### [What you will do]
Continue the passage about marijuana use and its health effects, starting right after its last sentence.

### [Passage provided]
··········
Mark Hudak, MD, of the University of Florida at Jacksonville and former member of the AAP committee on drugs, told MedPage Today that examining past marijuana use was a new point of view in light of the legalization of medical marijuana in some states.

“Arizona is one of those states that has made a change allowing medical use of marijuana, and I think that was the genesis of going back and looking at their population,” he said. “I think the message they were trying to convey is if you have a mother or baby where you find marijuana, you have to think about other substances and whether those substances may contribute to newborn issues.”

One obvious potential issue would be whether or not to allow a mother testing positive for drugs to breastfeed, and Allen said that was something to be aware of, particularly in states where marijuana is legal for medical or recreational purposes.

“I think it’s our responsibility as pediatricians to really be more objective and more cautious about the decisions that we take about the care of those babies,” she said. “We have to be careful about when we allow this baby to breastfeed if there is a problem with other drug consumption during pregnancy by the mother.”

Hudak said that clinicians need to be aware of the situation and to make sure there is good follow-up on the babies. He added that the pediatrics field is currently working through the conflicting recommendations about breastfeeding in mothers with substance abuse.

“Whether breastfeeding is a good thing or maybe contraindicated in some of these mothers [is] another topic under very active debate,” he concluded. “I don’t think that issue is settled yet.”

Heavy Pot Smoking Linked With Stunted Growth


Boys who smoked marijuana heavily were significantly smaller than their peers by the end of their adolescent growth phase, according to a study conducted in Pakistan.
··········
### [Given records]
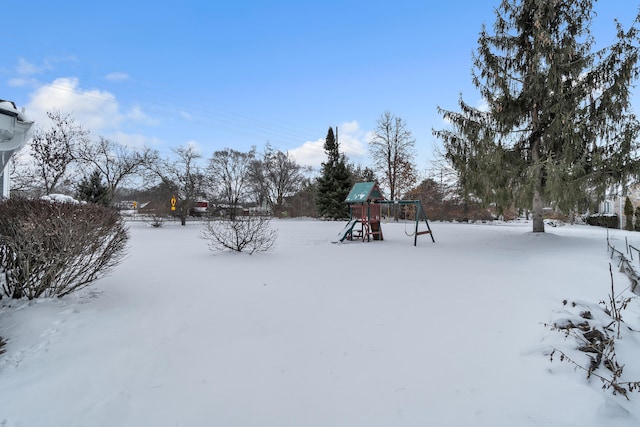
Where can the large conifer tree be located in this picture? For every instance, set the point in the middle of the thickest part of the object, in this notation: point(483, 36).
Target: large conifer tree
point(558, 126)
point(334, 182)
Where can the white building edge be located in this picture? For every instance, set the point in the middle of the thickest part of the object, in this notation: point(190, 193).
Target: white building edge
point(15, 131)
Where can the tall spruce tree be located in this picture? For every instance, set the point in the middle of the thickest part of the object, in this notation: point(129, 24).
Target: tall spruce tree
point(334, 182)
point(558, 127)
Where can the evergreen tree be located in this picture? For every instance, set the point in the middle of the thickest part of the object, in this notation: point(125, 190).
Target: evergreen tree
point(628, 214)
point(558, 125)
point(334, 182)
point(91, 189)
··········
### [Response to the exercise]
Study participants who were described as “marijuana addicts” during boyhood were on average 4.6 inches shorter and 4 kg lighter at age 20 than nonsmokers, reported lead investigator Syed Shakeel Raza Rizvi, PhD, and colleagues at the PMAS-Arid Agriculture University Rawalpindi, in a presentation at the European Congress of Endocrinology in Dublin.

The investigators compared height; weight; and levels of luteinizing hormone, testosterone, growth hormone, and cortisol in 220 marijuana-addicted and 217 nonpot-smoking boys.

Plasma concentrations of luteinizing hormone, testosterone, and cortisol were significantly higher in the marijuana addicted boys, but levels of growth hormone were significantly lower.

Chronic pot smoking may trigger a stress response that stimulates the onset of puberty but lowers growth hormone levels, the researchers suggested, on the basis of a separate set of laboratory experiments.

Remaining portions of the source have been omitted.